◆ YOUR GOAL
Copy the excerpt on the roots of feminism from "So indigenous cultures" up to and including "of human nature.", with "indigenous cultures" changed to "Native cultures".

◆ PAGE EXCERPT

━━━━━━

I also agree with Cherokee scholar and writer Rayna Green, who says that true feminism­women's liberation, womanism, self-government, autonomy, self-authority, self-determination, whatever we want to call it--is really memory on this continent. Because many of our ideas about individual human dignity and democracy within families--about non-hierarchical forms of organization and balance with nature--came from cultures that were already on this continent millennia before Europeans arrived. That's where they were learned, not from some idea of democracy in Greece that actually had a very limited idea of democracy and kept slaves. Yet Native groups have been so de-humanized by history in order to justify their persecution and genocide that we ourselves don't understand how much our ancestors learned from them.

We must remember that what now is called "Women's History," "Native American History," "African American History," or "Asian American History" really ought to be called "Remedial History." I don't know about you, but I didn't learn about the female plus people-of-color part of history when I was going to school. So I am continually amazed and angered when I learn that, for example, the entire state of Florida was governed by a coalition of Seminole Indians and freed or runaway slaves. For many years, they fought off the entire U.S. government. Or when I learn that Mozart had an older sister, Nannerl, whom he considered "the really talented one." She was sent home to marry, but some musicologists think compositions attributed to him might really be hers.

Somebody gave me a button once that said, "The truth will make you free, but first it will piss you off."

I also didn't learn in school that our form of government and constitution were inspired in part by the Iroquois Confederacy. Of course, our forefathers still didn't get it right; they left out women, who declared war and peace, and chose the male chief in the Iroquois Nations. I didn't know until a few years ago that the women of the abolitionist and suffragist movements--like Sojourner Truth, Matilda Gage, Elizabeth Cady Stanton and others--knew, visited with, learned from, and wrote about women in those Native American cultures, and held such cultures up as examples of the kind of society they were striving to create.

In a way, early American feminists were talking about feminism as theory. But indigenous women were often living it as practice. Moreover, when Engels wrote his essay on The Origin of the Family, Private Property and the State, he based much of it on the work of anthropologist Lewis Henry Morgan and his published studies of the Iroquois Confederacy.

So indigenous cultures were and are among the roots of feminism, socialism, the idea of communalism, communal ownership, a different relationship with nature, and so on. They still exist in some form on every continent--embattled, almost annihilated, subject to genocide. But they still exist.

I think that gives us some hope. It isn1t that we can go back to the past. We can't. Nor should we romanticize the past. But we need to know that changes we're now told are impossible--living with feminist values, changed forms of organization, our insistence that violence is never an acceptable way of solving conflict but only for self-defense--all these have existed in some form. When they tell us, "You can't change that; it's human nature," we need to have the knowledge that for 95% of human time on earth, there existed a very different vision of human nature.

I think the first thing we need to re-consider about "family values" is saying "family" in the singular. That is a right wing trip altogether. The minute you say "family" in the singular, it defines one kind of family as normal and renders all other forms peripheral or wrong. The truth is there have always been many, many different kinds of families­extended families, communal families, families in which, in the African tradition, children were raised by the grandparents, because it was thought that someone young enough to have a child was not wise enough to raise it.

There have always been committed, nurturing relationships between men, between women and also chosen relationships, adopted relationships. Certainly, native cultures on this continent often adopted people who were of different nations, different races into their extended families. The patriarchal, nuclear family that we are supposed to think is the normal and only one, that kind of family is really only about one-hundred-and-fifty-years-old, and is almost entirely the function of industrialization and capitalism. It was a form invented to make people portable, so they could be shipped about at the will of their employers, something that could not be done with big, extended, communal families.

Even in recent agricultural communities, women in patriarchal families still played important economic roles. It was industrialization that took fathers out of the home and made them the only wage earners for the first time­causing women and children to be entirely dependent on men.

The idea that there is only one family form is really pure bullshit.

━━━━━━

◆ INFORMATION PROVIDED
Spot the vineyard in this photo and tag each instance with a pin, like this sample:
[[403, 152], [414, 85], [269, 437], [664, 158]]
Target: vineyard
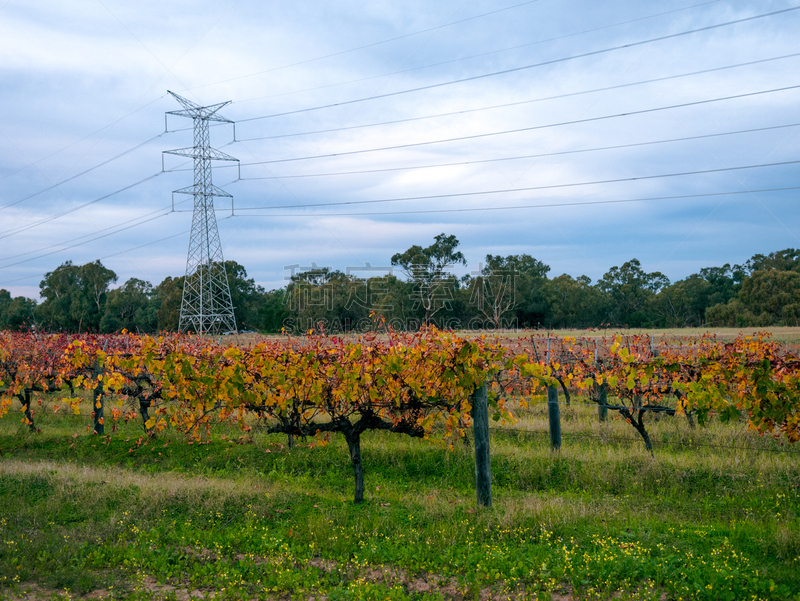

━━━━━━

◆ EXERCISE RESULT
So Native cultures were and are among the roots of feminism, socialism, the idea of communalism, communal ownership, a different relationship with nature, and so on. They still exist in some form on every continent--embattled, almost annihilated, subject to genocide. But they still exist.

I think that gives us some hope. It isn1t that we can go back to the past. We can't. Nor should we romanticize the past. But we need to know that changes we're now told are impossible--living with feminist values, changed forms of organization, our insistence that violence is never an acceptable way of solving conflict but only for self-defense--all these have existed in some form. When they tell us, "You can't change that; it's human nature," we need to have the knowledge that for 95% of human time on earth, there existed a very different vision of human nature.